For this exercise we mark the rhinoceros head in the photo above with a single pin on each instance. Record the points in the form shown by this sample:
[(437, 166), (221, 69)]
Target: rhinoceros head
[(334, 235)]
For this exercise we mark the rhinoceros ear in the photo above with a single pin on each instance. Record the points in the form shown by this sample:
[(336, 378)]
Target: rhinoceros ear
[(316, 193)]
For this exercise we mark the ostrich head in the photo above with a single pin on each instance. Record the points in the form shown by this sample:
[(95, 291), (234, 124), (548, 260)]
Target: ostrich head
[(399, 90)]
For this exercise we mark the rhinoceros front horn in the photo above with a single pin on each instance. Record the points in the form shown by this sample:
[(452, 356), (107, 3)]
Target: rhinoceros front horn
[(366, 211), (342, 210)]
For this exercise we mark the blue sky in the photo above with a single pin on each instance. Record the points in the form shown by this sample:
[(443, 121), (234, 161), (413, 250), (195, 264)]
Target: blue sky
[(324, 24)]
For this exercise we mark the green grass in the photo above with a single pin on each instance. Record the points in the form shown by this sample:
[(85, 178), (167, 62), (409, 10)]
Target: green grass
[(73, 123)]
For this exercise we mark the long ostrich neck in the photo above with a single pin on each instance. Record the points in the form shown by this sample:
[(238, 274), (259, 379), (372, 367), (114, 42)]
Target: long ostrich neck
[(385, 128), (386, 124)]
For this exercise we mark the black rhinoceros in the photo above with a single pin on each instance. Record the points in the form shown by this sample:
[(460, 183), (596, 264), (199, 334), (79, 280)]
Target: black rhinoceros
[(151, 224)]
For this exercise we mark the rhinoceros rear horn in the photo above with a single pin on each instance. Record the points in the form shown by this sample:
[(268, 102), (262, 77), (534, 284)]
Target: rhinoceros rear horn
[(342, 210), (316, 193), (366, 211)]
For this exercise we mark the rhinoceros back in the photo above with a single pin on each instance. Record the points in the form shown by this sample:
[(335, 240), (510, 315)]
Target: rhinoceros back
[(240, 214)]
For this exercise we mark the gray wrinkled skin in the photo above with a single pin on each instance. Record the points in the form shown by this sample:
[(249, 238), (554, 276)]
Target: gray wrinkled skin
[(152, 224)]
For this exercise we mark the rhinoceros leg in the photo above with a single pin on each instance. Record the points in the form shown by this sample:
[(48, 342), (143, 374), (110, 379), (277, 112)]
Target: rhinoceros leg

=== Your assignment ===
From the first line to the last, copy the records without alteration.

=== Result for this task ===
For this exercise we mark the rhinoceros head in the photo above with a single pin on each instance. Record the points in the form shown by this sample:
[(437, 166), (221, 69)]
Target: rhinoceros head
[(334, 235)]
For this exercise we mark the rhinoceros ear in the photo above with a single pin on each instance. Record the points in the form shown by this sample:
[(336, 378)]
Target: rhinoceros ear
[(316, 193)]
For this exercise we mark the ostrich head in the photo above with a single pin on each instance. Record the points in the form shown by this sample:
[(95, 291), (234, 124), (548, 260)]
Target: ostrich head
[(399, 90)]
For this exercise we mark the rhinoceros front horn in the photo above with a single pin on each instance. Record the points in the form shown by this sample:
[(452, 356), (107, 3)]
Target: rhinoceros front horn
[(366, 211), (342, 210)]
For this exercise we mark the blue sky in the photo above with a single pin on each instance. Record the points in the form shown by this sample:
[(443, 121), (234, 161), (413, 250), (195, 264)]
Target: blue sky
[(324, 24)]
For this exercise we mark the green grass in the photo above with a single pin on each instance. Record the points in the form shown by this sample:
[(85, 178), (167, 62), (409, 10)]
Target: green grass
[(73, 123)]
For this exercise we mark the long ostrich neck in the photo above with a single pin on each instance. Record the points in the form shown by this sample:
[(238, 274), (259, 379), (372, 367), (114, 42)]
Target: long ostrich neck
[(385, 128), (386, 124)]
For this exercise we mark the black rhinoceros in the photo above with a single pin on each instance. Record the points in the form shown by this sample:
[(460, 183), (596, 264), (199, 334), (79, 280)]
Target: black rhinoceros
[(151, 224)]
For this exercise we mark the rhinoceros rear horn in the photo above with a single pin on each instance. Record the points in the form shown by this sample:
[(268, 102), (262, 77), (534, 284)]
Target: rhinoceros rear horn
[(342, 210), (316, 193), (366, 211)]
For this exercise we mark the rhinoceros back in the photo above with a single pin on each instance. Record the points in the form shown by this sample:
[(335, 240), (510, 315)]
Target: rhinoceros back
[(240, 214)]
For this exercise we mark the gray wrinkled skin in the photo above with a single pin on each instance. Record the points in the form shown by this sample:
[(249, 238), (554, 276)]
Target: gray wrinkled skin
[(152, 224)]
For this exercise we mark the rhinoceros leg in the photo above with a single pin on each instance. Record the points in the form shown by this sample:
[(48, 342), (143, 374), (110, 379), (277, 112)]
Target: rhinoceros leg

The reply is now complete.